▶ **TASK PROMPT**:
Reproduce the data below word for word, starting at the line that contains "query | floral print dress" and ending at the line that contains "[(272, 325), (503, 311)]", with both of those lines included.
— BEGIN —
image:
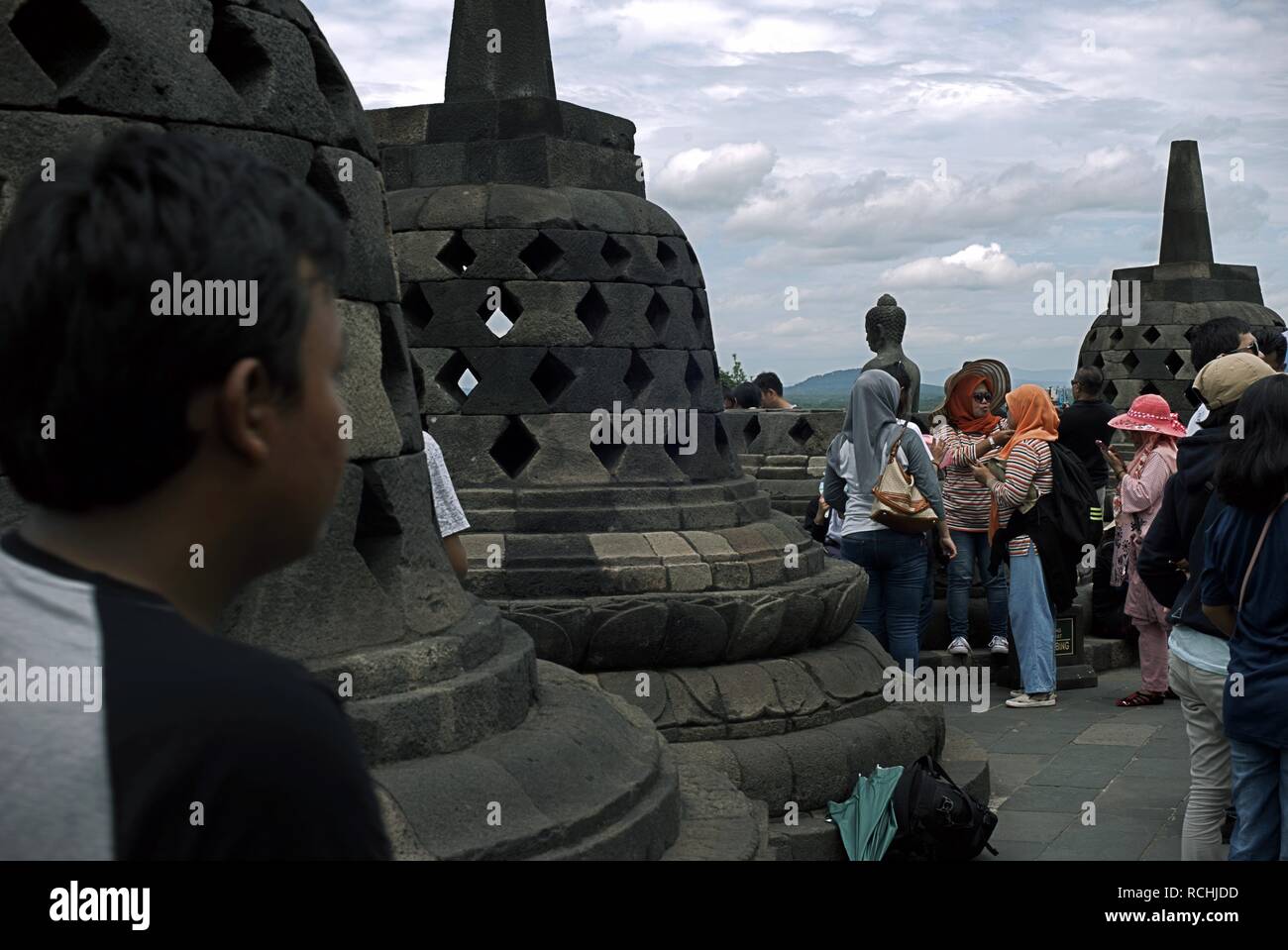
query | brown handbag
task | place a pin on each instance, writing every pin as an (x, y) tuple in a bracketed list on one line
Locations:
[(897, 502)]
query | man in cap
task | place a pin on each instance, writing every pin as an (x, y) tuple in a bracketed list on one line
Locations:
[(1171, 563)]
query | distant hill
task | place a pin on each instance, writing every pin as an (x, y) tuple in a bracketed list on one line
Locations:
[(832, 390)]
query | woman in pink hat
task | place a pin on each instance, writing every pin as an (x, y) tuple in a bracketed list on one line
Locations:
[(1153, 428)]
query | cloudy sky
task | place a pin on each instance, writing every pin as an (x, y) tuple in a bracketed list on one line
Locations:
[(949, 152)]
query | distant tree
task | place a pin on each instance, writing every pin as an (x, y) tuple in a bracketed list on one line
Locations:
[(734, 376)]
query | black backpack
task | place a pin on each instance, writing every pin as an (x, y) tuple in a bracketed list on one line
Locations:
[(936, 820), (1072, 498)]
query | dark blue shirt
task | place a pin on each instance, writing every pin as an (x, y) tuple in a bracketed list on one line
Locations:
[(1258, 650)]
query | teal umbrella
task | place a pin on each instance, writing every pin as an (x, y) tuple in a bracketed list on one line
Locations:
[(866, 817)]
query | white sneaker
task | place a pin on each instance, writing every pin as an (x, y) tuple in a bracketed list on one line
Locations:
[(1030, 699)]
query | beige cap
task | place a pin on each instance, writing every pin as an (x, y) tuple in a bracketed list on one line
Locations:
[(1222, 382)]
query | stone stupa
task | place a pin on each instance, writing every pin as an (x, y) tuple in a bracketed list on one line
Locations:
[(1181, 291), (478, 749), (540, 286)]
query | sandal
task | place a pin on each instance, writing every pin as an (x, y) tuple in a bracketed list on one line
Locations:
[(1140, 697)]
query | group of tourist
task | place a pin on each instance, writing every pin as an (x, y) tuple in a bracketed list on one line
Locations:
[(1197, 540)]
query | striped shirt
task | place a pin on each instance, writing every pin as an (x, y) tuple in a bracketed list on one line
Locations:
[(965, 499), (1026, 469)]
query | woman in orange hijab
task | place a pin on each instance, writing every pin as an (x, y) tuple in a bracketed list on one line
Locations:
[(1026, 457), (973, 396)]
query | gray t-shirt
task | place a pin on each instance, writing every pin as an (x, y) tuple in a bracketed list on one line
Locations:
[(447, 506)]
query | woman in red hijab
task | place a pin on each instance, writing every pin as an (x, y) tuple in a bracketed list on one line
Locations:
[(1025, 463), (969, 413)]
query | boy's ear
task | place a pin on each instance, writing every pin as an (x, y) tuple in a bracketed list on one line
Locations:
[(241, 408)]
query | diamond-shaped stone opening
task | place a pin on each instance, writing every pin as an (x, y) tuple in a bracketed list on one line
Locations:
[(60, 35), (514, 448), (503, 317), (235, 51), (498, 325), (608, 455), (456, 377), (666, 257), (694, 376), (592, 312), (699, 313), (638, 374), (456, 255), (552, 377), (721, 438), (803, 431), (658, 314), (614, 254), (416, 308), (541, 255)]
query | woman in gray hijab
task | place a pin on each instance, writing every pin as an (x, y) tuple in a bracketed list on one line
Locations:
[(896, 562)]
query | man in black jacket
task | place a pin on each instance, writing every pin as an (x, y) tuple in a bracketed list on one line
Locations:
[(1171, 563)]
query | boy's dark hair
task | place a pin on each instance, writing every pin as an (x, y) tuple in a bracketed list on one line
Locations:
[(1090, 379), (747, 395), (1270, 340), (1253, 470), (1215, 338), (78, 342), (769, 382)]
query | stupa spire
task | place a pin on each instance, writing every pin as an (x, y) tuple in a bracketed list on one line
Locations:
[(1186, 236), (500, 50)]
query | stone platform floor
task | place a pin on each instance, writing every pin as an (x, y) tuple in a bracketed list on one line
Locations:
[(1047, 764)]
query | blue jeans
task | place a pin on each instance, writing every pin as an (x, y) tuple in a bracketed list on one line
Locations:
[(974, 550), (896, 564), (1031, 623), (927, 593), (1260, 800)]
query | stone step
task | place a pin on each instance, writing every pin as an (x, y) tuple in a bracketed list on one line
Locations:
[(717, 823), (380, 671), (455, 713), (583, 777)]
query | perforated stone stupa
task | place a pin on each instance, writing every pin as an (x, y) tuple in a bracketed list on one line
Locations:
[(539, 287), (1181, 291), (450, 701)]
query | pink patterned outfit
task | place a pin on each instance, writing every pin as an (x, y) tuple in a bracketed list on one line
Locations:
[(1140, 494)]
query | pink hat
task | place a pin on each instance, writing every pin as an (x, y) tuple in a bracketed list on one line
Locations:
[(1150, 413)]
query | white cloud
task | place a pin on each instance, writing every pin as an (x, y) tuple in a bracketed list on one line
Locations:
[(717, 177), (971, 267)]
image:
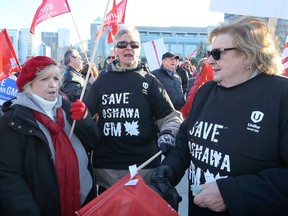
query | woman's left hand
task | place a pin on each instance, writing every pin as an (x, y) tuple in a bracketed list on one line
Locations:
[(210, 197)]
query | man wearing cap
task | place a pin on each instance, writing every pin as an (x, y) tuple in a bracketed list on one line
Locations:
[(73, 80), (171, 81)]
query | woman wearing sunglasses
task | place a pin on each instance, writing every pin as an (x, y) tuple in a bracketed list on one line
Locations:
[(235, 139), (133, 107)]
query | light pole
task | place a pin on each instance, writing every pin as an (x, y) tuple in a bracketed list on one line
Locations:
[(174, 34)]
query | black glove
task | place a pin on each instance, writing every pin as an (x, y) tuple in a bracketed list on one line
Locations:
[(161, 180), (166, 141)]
— END —
— BEGIN —
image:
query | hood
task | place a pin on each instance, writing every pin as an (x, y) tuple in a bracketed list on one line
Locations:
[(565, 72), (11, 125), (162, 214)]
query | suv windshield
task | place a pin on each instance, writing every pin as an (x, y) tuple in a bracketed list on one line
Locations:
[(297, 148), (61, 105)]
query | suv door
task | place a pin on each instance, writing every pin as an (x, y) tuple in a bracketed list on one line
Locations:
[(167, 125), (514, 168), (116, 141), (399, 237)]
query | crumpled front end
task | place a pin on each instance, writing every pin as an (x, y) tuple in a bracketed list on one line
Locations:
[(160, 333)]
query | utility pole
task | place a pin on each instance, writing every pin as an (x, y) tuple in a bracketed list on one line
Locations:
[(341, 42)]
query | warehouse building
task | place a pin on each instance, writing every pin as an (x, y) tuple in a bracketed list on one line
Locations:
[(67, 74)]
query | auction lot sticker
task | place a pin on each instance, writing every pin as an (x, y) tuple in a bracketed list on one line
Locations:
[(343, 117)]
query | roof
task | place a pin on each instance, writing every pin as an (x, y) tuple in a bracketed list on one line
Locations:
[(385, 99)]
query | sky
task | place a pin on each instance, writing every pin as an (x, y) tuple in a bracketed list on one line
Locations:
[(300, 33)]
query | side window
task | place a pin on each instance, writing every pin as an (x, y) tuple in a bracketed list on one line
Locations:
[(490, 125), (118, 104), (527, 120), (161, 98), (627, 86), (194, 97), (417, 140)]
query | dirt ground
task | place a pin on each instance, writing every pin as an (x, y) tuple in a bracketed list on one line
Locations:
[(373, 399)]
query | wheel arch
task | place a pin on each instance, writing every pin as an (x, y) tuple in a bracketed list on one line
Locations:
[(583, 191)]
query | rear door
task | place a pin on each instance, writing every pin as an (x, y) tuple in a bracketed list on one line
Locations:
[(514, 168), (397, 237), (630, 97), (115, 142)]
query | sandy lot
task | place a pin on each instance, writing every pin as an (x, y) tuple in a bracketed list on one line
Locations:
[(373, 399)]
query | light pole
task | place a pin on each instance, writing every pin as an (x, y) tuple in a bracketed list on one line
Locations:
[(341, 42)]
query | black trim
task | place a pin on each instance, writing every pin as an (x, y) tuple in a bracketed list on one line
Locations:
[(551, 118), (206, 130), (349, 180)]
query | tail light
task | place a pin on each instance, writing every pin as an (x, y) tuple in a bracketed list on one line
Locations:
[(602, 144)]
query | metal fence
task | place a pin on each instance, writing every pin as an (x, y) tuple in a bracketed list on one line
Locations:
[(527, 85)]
— END —
— BEGIN —
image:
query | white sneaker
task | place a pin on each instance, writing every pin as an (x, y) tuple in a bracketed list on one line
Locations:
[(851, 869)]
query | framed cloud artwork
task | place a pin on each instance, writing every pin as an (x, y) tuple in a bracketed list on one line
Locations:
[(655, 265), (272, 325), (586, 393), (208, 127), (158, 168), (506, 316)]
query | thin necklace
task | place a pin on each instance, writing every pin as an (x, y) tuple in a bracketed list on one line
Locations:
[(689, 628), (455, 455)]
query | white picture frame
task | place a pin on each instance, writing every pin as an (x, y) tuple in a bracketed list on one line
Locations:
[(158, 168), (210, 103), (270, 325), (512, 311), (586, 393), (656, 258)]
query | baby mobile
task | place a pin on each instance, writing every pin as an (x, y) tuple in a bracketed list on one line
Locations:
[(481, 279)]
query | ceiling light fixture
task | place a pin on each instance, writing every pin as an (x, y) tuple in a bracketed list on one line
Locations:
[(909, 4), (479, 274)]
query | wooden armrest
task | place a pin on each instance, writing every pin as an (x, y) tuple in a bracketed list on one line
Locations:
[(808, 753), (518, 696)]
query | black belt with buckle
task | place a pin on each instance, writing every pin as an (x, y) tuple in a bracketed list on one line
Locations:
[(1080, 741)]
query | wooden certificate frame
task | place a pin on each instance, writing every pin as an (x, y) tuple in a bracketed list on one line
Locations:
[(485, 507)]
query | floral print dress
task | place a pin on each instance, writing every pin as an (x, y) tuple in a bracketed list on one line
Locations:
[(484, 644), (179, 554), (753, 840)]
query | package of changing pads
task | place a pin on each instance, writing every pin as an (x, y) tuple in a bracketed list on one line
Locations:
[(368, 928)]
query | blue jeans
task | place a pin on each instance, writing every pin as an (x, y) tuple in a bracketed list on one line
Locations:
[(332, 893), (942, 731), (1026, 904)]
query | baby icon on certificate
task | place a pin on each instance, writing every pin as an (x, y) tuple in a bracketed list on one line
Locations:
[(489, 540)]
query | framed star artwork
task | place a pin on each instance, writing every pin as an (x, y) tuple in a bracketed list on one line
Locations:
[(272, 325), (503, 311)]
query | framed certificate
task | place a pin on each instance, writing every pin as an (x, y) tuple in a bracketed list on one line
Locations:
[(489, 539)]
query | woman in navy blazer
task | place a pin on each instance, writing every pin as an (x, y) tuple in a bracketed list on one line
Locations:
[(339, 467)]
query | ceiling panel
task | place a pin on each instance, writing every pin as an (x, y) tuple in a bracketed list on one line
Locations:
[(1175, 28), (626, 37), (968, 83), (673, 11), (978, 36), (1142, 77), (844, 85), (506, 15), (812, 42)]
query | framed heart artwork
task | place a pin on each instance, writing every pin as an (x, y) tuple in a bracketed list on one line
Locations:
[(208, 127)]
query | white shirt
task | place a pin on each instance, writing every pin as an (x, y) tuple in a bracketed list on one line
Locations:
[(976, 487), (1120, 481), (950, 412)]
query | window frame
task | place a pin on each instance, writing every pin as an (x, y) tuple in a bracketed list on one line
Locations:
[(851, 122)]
— END —
▶ **RESPONSE**:
query | floral print dress
task | place a pin on each instance, writing every pin as an (x, y) tuple in a bracketed list on one line
Locations:
[(484, 644), (179, 554), (753, 840)]
query | package of changing pads
task | place a pin on each instance, writing every pin as an (x, y) tuple in a bracketed list on one line
Locations:
[(368, 928)]
query | blue jeans
task | place a pin on each instance, writing every pin as an (x, y) tuple in a bracketed list on one line
Locations:
[(332, 893), (942, 731), (1026, 904)]
query | baby icon on certificate
task | place a pin on each instance, writing every pin as an (x, y) tuple in a bracketed list on one line
Locations:
[(489, 540)]
query | framed star artwork
task | place a pin on each instance, writing every pin as an (x, y) tuple in a bracketed list on one line
Locations:
[(272, 325), (503, 311)]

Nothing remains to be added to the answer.